Dataset records:
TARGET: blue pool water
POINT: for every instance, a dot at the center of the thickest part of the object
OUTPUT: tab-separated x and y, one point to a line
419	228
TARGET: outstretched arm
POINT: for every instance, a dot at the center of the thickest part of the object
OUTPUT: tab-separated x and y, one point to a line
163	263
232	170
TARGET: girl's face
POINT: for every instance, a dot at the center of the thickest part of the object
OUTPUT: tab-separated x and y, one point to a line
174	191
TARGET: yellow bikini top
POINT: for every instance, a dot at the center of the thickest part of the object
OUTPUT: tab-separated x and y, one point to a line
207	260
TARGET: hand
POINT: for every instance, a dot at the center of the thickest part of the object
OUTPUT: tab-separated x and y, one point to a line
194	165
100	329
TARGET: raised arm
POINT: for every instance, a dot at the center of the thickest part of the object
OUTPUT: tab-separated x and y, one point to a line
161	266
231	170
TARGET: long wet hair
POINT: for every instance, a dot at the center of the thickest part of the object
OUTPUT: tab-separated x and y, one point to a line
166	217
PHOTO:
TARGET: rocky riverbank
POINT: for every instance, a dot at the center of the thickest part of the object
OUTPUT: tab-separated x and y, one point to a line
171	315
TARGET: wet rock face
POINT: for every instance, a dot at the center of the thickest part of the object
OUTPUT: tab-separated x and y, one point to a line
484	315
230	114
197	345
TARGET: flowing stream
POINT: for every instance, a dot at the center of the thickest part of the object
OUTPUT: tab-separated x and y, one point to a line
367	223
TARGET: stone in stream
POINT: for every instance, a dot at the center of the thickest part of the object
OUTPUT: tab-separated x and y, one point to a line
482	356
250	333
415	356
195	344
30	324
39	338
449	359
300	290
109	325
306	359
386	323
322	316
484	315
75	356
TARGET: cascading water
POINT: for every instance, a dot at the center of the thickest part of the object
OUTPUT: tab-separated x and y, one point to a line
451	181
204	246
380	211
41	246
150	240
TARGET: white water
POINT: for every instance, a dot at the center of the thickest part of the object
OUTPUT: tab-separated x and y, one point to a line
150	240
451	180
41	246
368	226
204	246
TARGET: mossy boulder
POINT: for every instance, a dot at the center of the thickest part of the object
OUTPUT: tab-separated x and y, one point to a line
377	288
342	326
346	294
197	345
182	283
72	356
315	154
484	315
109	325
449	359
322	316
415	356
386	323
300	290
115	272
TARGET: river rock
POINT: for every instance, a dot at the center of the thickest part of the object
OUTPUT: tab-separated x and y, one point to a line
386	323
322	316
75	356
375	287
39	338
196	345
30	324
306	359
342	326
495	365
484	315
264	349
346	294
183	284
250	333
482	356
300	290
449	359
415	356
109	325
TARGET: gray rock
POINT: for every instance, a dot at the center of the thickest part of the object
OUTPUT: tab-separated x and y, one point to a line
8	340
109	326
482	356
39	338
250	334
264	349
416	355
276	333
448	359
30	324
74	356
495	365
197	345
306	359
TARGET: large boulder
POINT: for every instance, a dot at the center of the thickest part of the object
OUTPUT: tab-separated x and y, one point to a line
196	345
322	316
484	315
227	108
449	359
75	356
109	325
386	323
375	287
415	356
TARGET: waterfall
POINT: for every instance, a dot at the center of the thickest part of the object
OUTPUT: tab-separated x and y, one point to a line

Problem details: Each line of the material must be restated exactly.

Final answer:
TARGET: blue pool water
POINT: for every instance, a dot at the center of the thickest part of the object
OUTPUT: tab-separated x and y, one point to a line
419	228
TARGET: outstretched arm
POINT: for every instance, a dot at the center of the thickest part of the object
OUTPUT: tab-separated x and y, one point to a line
163	263
232	170
TARGET: girl's face
POINT: for every instance, a dot at the center of the thickest part of the object
OUTPUT: tab-separated x and y, one point to a line
174	191
TARGET: yellow bikini top
POINT: for every instance, a dot at the center of the thickest part of the object
OUTPUT: tab-separated x and y, one point to a line
207	260
TARGET: hand
POINT: for every instance, a dot at the center of the thickest part of the object
OUTPUT: tab-separated x and y, one point to a line
194	165
100	329
TARGET: raised arm
POINT: for every instance, a dot at the center of the thickest part of the object
OUTPUT: tab-separated x and y, one point to a line
161	266
231	170
TARGET: long wet hair
POINT: for every instance, a dot at the center of the thickest part of the object
OUTPUT: tab-separated x and y, one point to a line
166	217
PHOTO:
TARGET: rocky riverbank
POINT: for every instance, a dot at the center of the thickest part of the object
OUTPUT: tab-separated x and y, one point to a line
171	315
TARGET: wet rock face
POINT: for every instance, a dot at the center of the thickest part of the object
OUTPUT: tab-separated x and y, one point to a line
484	315
230	114
197	345
TARGET: flowing stream
POINT: for every instance, a dot at the center of the thickest part of the object
OUTPUT: tab-separated x and y, one point to a line
367	223
TARGET: stone in stream
POINT: for every instance, a dot at the center of the thickest part of the object
OUTPUT: tab-separated x and y, one point to a line
482	356
250	333
415	356
195	344
30	324
39	338
449	359
300	290
109	325
306	359
386	323
322	316
484	315
75	356
TARGET: cascading water
POINT: for every instance, a dot at the center of the thickest part of the object
OUTPUT: tab-separated x and y, one point to a line
451	181
204	246
380	211
41	246
150	240
TARGET: white water
POINT: for every instance, a dot at the center of the thickest part of the object
OUTPUT: tab-separated x and y, one point to a line
150	240
451	180
41	246
368	226
204	246
TARGET: mossy boulder
POINT: for every instance, a dot at the center of the thickest part of the object
OUTPUT: tab-separated x and y, one point to a line
377	288
342	326
346	294
197	345
182	283
72	356
315	154
484	315
109	325
449	359
322	316
415	356
386	323
300	290
115	272
TARGET: river rock
POINT: for every instance, a dot at the center of the thickest part of the object
OUTPUT: tab-separated x and y, one point to a line
386	323
322	316
75	356
375	287
39	338
196	345
30	324
306	359
342	326
495	365
484	315
264	349
346	294
183	284
250	333
482	356
300	290
449	359
415	356
109	325
TARGET: gray rock
POINT: for every instance, a dot at the center of the thickest part of the object
OUTPUT: tab-separated x and y, one point to a line
8	340
109	326
482	356
39	338
250	334
264	349
416	355
276	333
448	359
30	324
74	356
495	365
197	345
306	359
TARGET: large boulder
POINT: for every instance, a dot at the center of the thickest part of the object
OUTPUT: tab-separated x and y, one point to a line
196	345
322	316
484	315
227	108
449	359
75	356
109	325
386	323
375	287
415	356
TARGET: waterfall
POINT: for every instance, a dot at the center of the thickest part of the object
OUTPUT: tab-separated x and y, one point to a line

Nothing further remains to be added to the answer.